Dataset rows:
- - -
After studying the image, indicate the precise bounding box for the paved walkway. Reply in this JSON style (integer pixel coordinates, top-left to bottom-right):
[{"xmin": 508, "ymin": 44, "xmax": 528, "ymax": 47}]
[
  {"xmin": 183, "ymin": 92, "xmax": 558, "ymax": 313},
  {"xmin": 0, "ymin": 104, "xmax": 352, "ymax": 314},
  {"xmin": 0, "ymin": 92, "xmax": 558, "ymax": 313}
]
- - -
Objective — Copy the data above, swapping "paved walkway" for "sidewalk" and leaving everything else as it is.

Solution for this problem —
After studying the image, indicate the precise bounding box for the sidewalk. Reply in this JSON style (integer pixel coordinates, top-left to bottom-right):
[{"xmin": 508, "ymin": 44, "xmax": 528, "ymax": 47}]
[
  {"xmin": 183, "ymin": 92, "xmax": 558, "ymax": 313},
  {"xmin": 0, "ymin": 104, "xmax": 352, "ymax": 314},
  {"xmin": 0, "ymin": 92, "xmax": 558, "ymax": 313}
]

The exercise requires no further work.